TO DO:
(A) List every figure caption in the Python #lang passage, with its figure number.
(B) Please resume the Python #lang passage from the point where it stops.

SOURCE PASSAGE:
════════════════
That was super cool to me, and I added a simplified version in zepto. Because the procedure that loads source files is written in zepto itself, I was able to just add a quick check to the loader that sees whether the source file starts with a #lang directive and if any function is registered that promises to be able to transform that code. It is then passed onto the function, which is expected to return regular S-expressions—another lisp-y construct—that we can then expand and evaluate as usual².

So I decided to whip up a version of that for Python and demo it in a lightning talk. Sadly, all of the spots for talks were already taken, so I shelved the project and moved on.

A few days ago I realized that this project might actually make an interesting instructional blog post, however, and here we are. What we’re going to do is write a few Python classes that will enable us to have a crude version of the #lang directive for Python files!

The source code for this project is on Github, if you want to follow along.

Just to be clear, I don’t advertise you use this for anything other than your personal enjoyment. While this concept works well for a language like Racket, it doesn’t work super well in Python.

An API

We’ll begin by defining an API. The module will be called a_bad_idea, and anyone who wants to implement a new language will first have to register their parser function. Let’s see how we would do that for a JSON file, for instance:

import json
import a_bad_idea

def json_parser(code, module):
  module.value = json.loads(code)

a_bad_idea.add_implementation("json", json_parser)

Fig. 1: A simple JSON loader.

Note that the module we get back in this case would have one definition in it named value, which is a little weird, but could potentially be convenient. Imagine having a configuration file in JSON that you want to read in; just importing it would be so much simpler, right?

We will also check that the file extension matches the name in the directive. This might seem redundant, but while we’re learning about the black magic of importers, why not do some extra credit work, right?

The code

Alright, let’s get to writing code! First of all, let’s think about how we could make that API possible. I’ll go for the simplest solution: a global dictionary in our namespace:

LANGS = {}

def add_implementation(name, parser):
  LANGS[name] = parser

Fig. 2: The code for adding languages.

That was easy! Now we can register parsers, which is great, but they won’t actually do anything yet. For that, we’ll need to talk about how finding and loading modules works in Python. The sys module has a property called meta_path, which are essentially module finders. They need to have a class method called either find_spec (since Python 3.4) or find_module (in prior versions), which will try to find the module that is being imported and then return another class that actually imports it. But we’re getting ahead of ourselves here! Let’s first insert our finder into that list:

import sys

class Finder:
  @classmethod
  def find_module(cls, fullname, path):
    pass

sys.meta_path.insert(0, Finder())

Fig. 3: A skeleton for our finder.

Alright, so as it currently stands our finder will not do anything. We’re implementing find_module because it’s called as a fallback in modern versions of Python as well, which means that it’s the only function that works across versions. If you want to make this a little prettier, you could also implement find_spec and just pass the arguments on to find_module.

Now we need to make our finder actually do things. It will need to go through all the directories in the path, find the first module that is eligible, and return it. If we don’t find anything, Python will resort to the other loaders in the list.

ìmport os

class Finder:
  @classmethod
  def find_module(cls, fullname, path):
    # we need to get through the path
    for dirname in sys.path:
      # get the filename without extension
      basename = os.path.join(dirname, fullname)
════════════════
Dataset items
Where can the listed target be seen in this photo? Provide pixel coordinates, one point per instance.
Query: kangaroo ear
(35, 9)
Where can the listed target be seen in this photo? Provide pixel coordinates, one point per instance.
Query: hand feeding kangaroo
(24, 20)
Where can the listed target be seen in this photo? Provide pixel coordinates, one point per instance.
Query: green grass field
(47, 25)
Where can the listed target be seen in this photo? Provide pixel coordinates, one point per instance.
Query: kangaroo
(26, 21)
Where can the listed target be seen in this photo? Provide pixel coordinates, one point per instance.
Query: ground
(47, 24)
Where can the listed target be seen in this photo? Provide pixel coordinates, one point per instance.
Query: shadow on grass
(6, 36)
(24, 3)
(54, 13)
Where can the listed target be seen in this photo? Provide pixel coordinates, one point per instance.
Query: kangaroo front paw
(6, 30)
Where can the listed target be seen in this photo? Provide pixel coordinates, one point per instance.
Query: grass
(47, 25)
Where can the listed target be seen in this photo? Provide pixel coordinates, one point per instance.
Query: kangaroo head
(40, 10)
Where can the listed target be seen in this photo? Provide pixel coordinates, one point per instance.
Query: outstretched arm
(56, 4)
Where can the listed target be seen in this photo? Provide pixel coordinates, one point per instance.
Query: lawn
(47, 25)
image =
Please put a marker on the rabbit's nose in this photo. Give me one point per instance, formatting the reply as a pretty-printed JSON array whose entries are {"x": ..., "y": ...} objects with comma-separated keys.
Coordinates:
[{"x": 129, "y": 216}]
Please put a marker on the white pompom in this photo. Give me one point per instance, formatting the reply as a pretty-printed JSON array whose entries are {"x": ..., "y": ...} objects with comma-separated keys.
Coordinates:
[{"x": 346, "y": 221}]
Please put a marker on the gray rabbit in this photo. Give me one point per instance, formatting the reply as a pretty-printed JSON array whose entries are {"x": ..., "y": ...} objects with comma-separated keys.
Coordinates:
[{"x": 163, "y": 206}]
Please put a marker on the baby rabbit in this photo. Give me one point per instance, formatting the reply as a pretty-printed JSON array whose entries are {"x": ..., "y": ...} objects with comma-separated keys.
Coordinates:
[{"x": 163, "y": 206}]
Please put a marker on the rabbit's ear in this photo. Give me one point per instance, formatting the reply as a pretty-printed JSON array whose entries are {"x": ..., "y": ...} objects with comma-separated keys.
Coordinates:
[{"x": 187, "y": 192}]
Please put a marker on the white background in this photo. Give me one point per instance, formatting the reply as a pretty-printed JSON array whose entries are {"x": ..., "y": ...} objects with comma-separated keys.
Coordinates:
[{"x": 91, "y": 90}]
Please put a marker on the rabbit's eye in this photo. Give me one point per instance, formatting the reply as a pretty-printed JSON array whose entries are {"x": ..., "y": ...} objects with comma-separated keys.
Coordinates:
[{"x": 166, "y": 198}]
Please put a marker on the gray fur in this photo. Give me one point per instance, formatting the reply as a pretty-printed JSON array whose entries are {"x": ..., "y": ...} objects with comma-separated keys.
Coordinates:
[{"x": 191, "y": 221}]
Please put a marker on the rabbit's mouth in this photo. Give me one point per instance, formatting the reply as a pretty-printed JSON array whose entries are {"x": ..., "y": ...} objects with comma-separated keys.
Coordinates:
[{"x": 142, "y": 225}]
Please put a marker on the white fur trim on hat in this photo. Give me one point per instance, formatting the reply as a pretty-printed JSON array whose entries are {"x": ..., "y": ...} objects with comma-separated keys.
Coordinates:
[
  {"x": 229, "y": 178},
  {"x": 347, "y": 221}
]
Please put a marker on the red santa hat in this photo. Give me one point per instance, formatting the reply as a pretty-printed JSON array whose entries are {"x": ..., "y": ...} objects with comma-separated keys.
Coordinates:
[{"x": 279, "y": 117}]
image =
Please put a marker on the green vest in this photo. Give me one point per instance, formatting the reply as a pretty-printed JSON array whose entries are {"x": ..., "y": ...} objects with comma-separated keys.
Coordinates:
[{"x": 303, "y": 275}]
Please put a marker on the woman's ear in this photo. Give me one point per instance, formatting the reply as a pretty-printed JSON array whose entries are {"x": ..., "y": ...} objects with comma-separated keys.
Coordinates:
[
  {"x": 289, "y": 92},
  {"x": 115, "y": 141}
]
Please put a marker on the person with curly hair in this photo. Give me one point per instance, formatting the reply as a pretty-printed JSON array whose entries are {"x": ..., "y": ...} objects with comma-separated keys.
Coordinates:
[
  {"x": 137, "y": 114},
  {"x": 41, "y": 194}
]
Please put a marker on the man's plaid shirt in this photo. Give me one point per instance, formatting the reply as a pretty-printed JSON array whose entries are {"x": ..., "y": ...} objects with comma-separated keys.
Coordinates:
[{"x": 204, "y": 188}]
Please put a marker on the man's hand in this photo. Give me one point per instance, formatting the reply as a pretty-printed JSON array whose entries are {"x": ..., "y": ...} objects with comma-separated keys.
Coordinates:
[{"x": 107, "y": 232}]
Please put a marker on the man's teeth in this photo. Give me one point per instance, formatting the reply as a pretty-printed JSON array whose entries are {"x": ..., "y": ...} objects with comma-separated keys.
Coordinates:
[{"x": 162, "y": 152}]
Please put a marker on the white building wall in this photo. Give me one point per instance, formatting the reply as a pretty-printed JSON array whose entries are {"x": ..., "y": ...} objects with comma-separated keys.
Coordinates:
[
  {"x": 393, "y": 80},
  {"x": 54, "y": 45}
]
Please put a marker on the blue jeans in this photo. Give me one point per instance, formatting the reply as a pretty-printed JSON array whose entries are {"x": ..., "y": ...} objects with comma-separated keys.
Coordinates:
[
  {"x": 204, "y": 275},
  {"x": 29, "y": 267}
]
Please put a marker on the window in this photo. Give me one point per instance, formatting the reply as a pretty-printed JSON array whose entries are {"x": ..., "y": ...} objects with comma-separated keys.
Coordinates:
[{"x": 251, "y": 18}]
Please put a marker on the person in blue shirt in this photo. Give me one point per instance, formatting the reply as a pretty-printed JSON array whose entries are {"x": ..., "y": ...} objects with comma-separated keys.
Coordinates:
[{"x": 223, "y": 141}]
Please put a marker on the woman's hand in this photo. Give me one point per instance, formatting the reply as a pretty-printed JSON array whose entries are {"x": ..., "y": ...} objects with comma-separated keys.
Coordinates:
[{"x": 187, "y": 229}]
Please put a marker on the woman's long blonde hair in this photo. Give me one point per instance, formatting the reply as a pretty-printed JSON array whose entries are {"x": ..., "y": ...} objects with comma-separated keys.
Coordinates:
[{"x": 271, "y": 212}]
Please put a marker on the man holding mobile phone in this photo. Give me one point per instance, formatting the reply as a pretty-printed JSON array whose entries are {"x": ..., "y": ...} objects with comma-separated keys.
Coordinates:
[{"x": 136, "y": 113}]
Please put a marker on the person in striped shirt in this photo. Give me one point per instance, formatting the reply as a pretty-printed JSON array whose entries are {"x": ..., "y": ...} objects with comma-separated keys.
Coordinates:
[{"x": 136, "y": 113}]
════════════════
OUTPUTS BY TASK:
(A)
Fig. 1: A simple JSON loader.
Fig. 2: The code for adding languages.
Fig. 3: A skeleton for our finder.

(B)
      # iterate through our implementations
      for extension in LANG:
        # build the real filename
        fname = '{}.{}'.format(basename, extension)

        # and make sure it’s a file (and not a directory)
        if os.path.exists(fname) and not os.path isdir(fname):
          # check if we have the right directive and
          # return our loot
          lang = _get_lang(fname)
          if lang and lang == extension:
            return Loader(fname, lang)

Fig. 4: A real finder.

That’s a bit of a mouthful, but it’s mostly comments, and while the code uses some lesser known functions of the Python standard library, it should be somewhat straightforward. sys.path is a list of the directories that Python looks into when you import a module.

There are two things in the code in Figure 4 that we need to implement before we’re done. Firstly, we need to check for the directive and then we need to implement a loader. Because the latter is a little more work, let’s start with the former.

def _get_lang(filename):
  # we get the first line
  with open(filename) as f:
    first_line = f.readline()
  # check it for the directive
  if first_line.startswith('#lang '):
    # and get the rest of the line, stripping off the newline
    words = first_line.split(' ')
    return ' '.join(words[1:])[:-1]

Fig. 5: Checking for the directive.

As we suggested earlier, this step is basically redundant, and just there for show. We’re also not parsing anything yet, operating at a level of files and strings, which might come as a surprise.

Now let’s fiddle with some modules, shall we?

import imp

class LangLoader:
  def __init__(self, fname, lang):
    self.fname = fname
    self.lang = lang

  def load_module(self, name):
    # first we check whether we already have that module
    if name in sys.modules:
      # if so, just reuse that
      mod = sys.modules[name]
    else:
      # if not, we’ll create one and add it to the cache
      mod = imp.new_module(name)
      sys.modules[name] = mod

    # set some minimal metadata
    mod.__file__ = self.filename
    mod.__loader__ = self

    # get the parser
    parser = LANGS[self.lang]
    # execute and return the module
    parser(_get_code(self.fname), mod)
    return mod

Fig. 6: A custom loader.

Again, this might seem like a lot, but it’s actually quite straightforward. We use sys.modules to store and retrieve imported modules. It’s generally a bad idea to just fiddle with the internals of Python willy-nilly, but in the module finder and loader there’s just no way around it, and it’s actually a little bit fun as well.

Getting and executing the parser is a little anti-climactic; we just pass in the freshly created module and the code and hope for the best. But it makes sense if you think about it: there’s actually not that much mechanic in a loader if it doesn’t have to parse anything. It’s just setting the playing field for our user-supplied parsers and that’s it.

We’re not quite done yet, however. For completeness’ sake, we’ll also have to implement _get_code, which is a very simple function that just reads the file and strips of the first line, because we don’t want to have the #lang directive in the string we pass to the user.

def _get_code(filename):
  with open(filename) as f:
    contents = f.read()
  return "\n".join(contents.split("\n")[1:])

Fig. 7: Preparing our source code.

And that’s it! In just over 50 lines of code, we added a plugin-based parser system to Python! Now all that’s left to do is write some parsers, but I’ll leave that as an exercise to my beloved readers.

Fin

While we weren’t quite able to replicate the power and wonder that you feel when writing languages using Racket, we were able to build an extension to Python without ever touching the core of the language, and I think that’s quite beautiful.

If you want to learn more about writing languages using Racket, I recommend checking out Matthew Butterick’s fantastic Beautiful Racket, in which he guides you through the process of writing a few little languages in Racket. It’s quite fun, and I had a blast reimplementing the languages from the book in zepto back in the day!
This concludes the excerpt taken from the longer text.